- _Provided text_
⟨
Advanced SSML for Actions on Google

Published in

Google Developers

5 min readMar 16, 2018

Users are attracted to entertaining and engaging conversational experiences. One of the best ways to achieve that is to use music and sound effects.

But how can developers create high production value without their apps sounding like a bad case of elevator music?

Well, this can be achieved by using the advanced features provided by SSML for Actions on Google. You don’t even need to be an audio designer. We are going to teach you how by using design patterns we have used in our own apps.

Actions are Wired for Sound

Previously, in SSML for Actions on Google and More SSML for Actions on Google, we announced the growing number of SSML elements supported for Actions on Google. In particular, our support for an audio mixer which allows multiple overlapping audio tracks with TTS to create engaging atmospheres for your apps.

Last year, we published an extensive Actions sound library containing thousands of sound effects that Google hosts for free. Developers can use these sounds in their own apps by using the SSML <audio> tag.

By combining sound effects from the sound library with the audio mixer you can create rich audio experiences like this:

All of that was done in SSML! No audio editing and compositing required.

Let’s break it down in the next sections.

It Sounds Alright on Paper

Start by thinking about the atmosphere you want and then build up the audio design by considering each phase of the experience: the beginning, the middle, the end and a background sound.

For this design pattern, here is the content for each phase:

What you also might have noticed is how these sounds overlap each other. To play audio in parallel, we use the <par> tag which is unique to Actions on Google:

<speak>
  <par>
    <media xml:id="crowd"/>
    <media xml:id="words"/>
    <media xml:id="cheer"/>
    <media xml:id="background"/>
  </par>
</speak>

Our first media element, which plays the crowd cheering, will start immediately while the other media elements will start relative to the earlier ones:

<media xml:id="crowd" soundLevel="5dB" fadeOutDur="1.0s">
  <audio src="https://actions.google.com/sounds/v1/crowds/battle_cry_high_pitch.ogg" clipEnd="3.0s">
    <desc>crowd cheering</desc>
    YEAH!
⟩
(Outline labeling records)
⟨
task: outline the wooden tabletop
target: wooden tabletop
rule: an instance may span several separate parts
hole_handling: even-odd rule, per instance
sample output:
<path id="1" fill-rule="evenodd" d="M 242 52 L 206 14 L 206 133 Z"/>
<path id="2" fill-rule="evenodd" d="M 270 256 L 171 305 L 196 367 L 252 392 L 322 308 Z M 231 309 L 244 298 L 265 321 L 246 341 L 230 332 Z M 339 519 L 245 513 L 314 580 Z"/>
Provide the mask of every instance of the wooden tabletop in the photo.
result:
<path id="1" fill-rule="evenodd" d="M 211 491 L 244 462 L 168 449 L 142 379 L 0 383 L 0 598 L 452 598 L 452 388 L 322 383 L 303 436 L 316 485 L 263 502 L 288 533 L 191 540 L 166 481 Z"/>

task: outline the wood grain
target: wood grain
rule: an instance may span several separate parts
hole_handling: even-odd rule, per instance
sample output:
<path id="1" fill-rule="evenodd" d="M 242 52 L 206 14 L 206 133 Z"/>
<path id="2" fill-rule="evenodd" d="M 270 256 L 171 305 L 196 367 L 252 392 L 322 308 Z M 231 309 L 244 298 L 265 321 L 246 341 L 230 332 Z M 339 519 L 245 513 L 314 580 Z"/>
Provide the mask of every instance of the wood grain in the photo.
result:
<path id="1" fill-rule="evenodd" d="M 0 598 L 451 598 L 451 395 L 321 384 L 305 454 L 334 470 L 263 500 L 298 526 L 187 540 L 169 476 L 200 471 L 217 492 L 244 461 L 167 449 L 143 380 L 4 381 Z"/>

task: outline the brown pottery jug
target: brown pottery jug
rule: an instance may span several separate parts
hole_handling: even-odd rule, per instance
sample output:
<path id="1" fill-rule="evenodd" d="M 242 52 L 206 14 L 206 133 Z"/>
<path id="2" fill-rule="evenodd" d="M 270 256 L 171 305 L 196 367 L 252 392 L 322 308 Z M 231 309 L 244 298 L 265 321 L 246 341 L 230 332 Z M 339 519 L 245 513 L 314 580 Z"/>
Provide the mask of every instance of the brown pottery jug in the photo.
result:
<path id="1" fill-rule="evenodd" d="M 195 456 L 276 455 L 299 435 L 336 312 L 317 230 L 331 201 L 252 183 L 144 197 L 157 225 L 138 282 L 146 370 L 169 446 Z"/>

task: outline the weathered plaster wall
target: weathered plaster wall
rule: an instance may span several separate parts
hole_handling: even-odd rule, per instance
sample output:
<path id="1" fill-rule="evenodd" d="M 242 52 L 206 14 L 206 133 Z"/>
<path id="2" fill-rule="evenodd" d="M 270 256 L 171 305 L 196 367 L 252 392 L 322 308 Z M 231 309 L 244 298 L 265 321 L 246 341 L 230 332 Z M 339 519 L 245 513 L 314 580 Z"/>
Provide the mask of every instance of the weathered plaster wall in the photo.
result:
⟩
- _Set tasks_
[A] Summarize the SSML article in two sentences.
[B] Extract everything in the SSML article from "Last year, we" down to "a background sound.".

- _Responses per task_
[A] Developers can use advanced SSML features for Actions on Google, combining a free library of Google-hosted sound effects with an audio mixer that overlaps multiple tracks with TTS, to create rich audio experiences without any audio editing. The recommended approach is to design the audio by phase (beginning, middle, end and background) and use the <par> tag to play media elements in parallel, with each element timed relative to earlier ones.

[B]
Last year, we published an extensive Actions sound library containing thousands of sound effects that Google hosts for free. Developers can use these sounds in their own apps by using the SSML <audio> tag.

By combining sound effects from the sound library with the audio mixer you can create rich audio experiences like this:

All of that was done in SSML! No audio editing and compositing required.

Let’s break it down in the next sections.

It Sounds Alright on Paper

Start by thinking about the atmosphere you want and then build up the audio design by considering each phase of the experience: the beginning, the middle, the end and a background sound.